start SOURCE DOCUMENT

Most Americans are familiar with groups like Al-Qaeda, the Taliban and ISIS, and know that the American military is currently involved in the fight against these groups in countries like Iraq and Syria.
However, most Americans have no idea that we have also been carrying out strikes on extremist targets in Pakistan and Yemen since 2004.
Still, this revelation is probably pretty inconsequential to many people – since drone strikes began ten years ago, the U.S. government has billed them as a highly accurate and extremely precise way to take out key targets.
As a result of all of these assurances, most Americans just trust that the government is using drone strikes wisely, putting the issue out of sight and out of mind. But are drone strikes really as accurate and precise as the government says they are?
Recently, the human rights group Reprieve released a detailed analysis of the publicly available data about American drone strikes in Pakistan and Yemen. The report’s findings were sobering. From The Guardian:
“A new analysis of the data available to the public about drone strikes, conducted by the human-rights group Reprieve, indicates that even when operators target specific individuals – the most focused effort of what Barack Obama calls “targeted killing” – they kill vastly more people than their targets, often needing to strike multiple times. Attempts to kill 41 men resulted in the deaths of an estimated 1,147 people, as of 24 November.”
If you’re doing the math, that’s basically 28 lives lost as “collateral damage” for each of these 41 high-level targets. The worst part? Some of those targets are still alive today after multiple strikes.
Ayman al-Zawahiri has been an important Al-Qaeda operative since he first met Osama bin Laden in 1987. Zawahiri eventually became bin Laden’s personal physician and one of his most trusted deputies. He became the new leader of Al-Qaeda in the summer of 2011.
U.S. drone strikes targeted Zawahiri in January and November of 2006. Both strikes failed to kill Zawahiri, who is still alive and well today. 76 children and 29 adults – who happened to be in the wrong place at the wrong time during those two strikes – are not.
And when drone strikes do succeed at taking out a target, it’s often at an extremely heavy price in terms of loss of human life.
Baitullah Mehsud, former leader of the Pakistani Taliban (or TTP, as they’re known), was targeted seven times before he was finally killed by a drone strike in August of 2009. 164 “unintended targets” were killed during those seven strikes.
President Obama and other government officials have defended the government’s use of drone strikes on a number of occasions.
During a Google-sponsored online “hangout” session back in 2012, a man named Evan asked the president if all of the drone strikes were worth it, citing numerous reports of unintended civilian casualties. From the Washington Post:
“I want to make sure that people understand that drones have not caused a huge number of civilian casualties,” Obama replied.
“For the most part, they have been very precise, precision strikes against al-Qaeda and their affiliates.”
The perception that, “we’re just sending in a whole bunch of strikes willy-nilly,” Obama said, is incorrect.

end SOURCE DOCUMENT

### SHORT EXERCISE 1
Answer the following from the article on drone strikes:
(a) Which human rights group released the analysis of publicly available data on American drone strikes?
(b) In which months and year did U.S. drone strikes target Ayman al-Zawahiri?
(c) How many times was Baitullah Mehsud targeted before he was killed?
### SHORT EXERCISE 2
Reproduce the passage of the article on drone strikes from "If you’re doing" to "summer of 2011.", without alteration.

start EXCERPTED RECORDS

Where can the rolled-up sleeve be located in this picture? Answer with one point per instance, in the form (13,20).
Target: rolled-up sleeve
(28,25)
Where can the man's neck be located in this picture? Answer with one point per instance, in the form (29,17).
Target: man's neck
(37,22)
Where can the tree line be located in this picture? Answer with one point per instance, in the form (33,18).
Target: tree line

end EXCERPTED RECORDS

### RESULT 1
(a) Reprieve
(b) January and November of 2006
(c) Seven times

### RESULT 2
If you’re doing the math, that’s basically 28 lives lost as “collateral damage” for each of these 41 high-level targets. The worst part? Some of those targets are still alive today after multiple strikes.
Ayman al-Zawahiri has been an important Al-Qaeda operative since he first met Osama bin Laden in 1987. Zawahiri eventually became bin Laden’s personal physician and one of his most trusted deputies. He became the new leader of Al-Qaeda in the summer of 2011.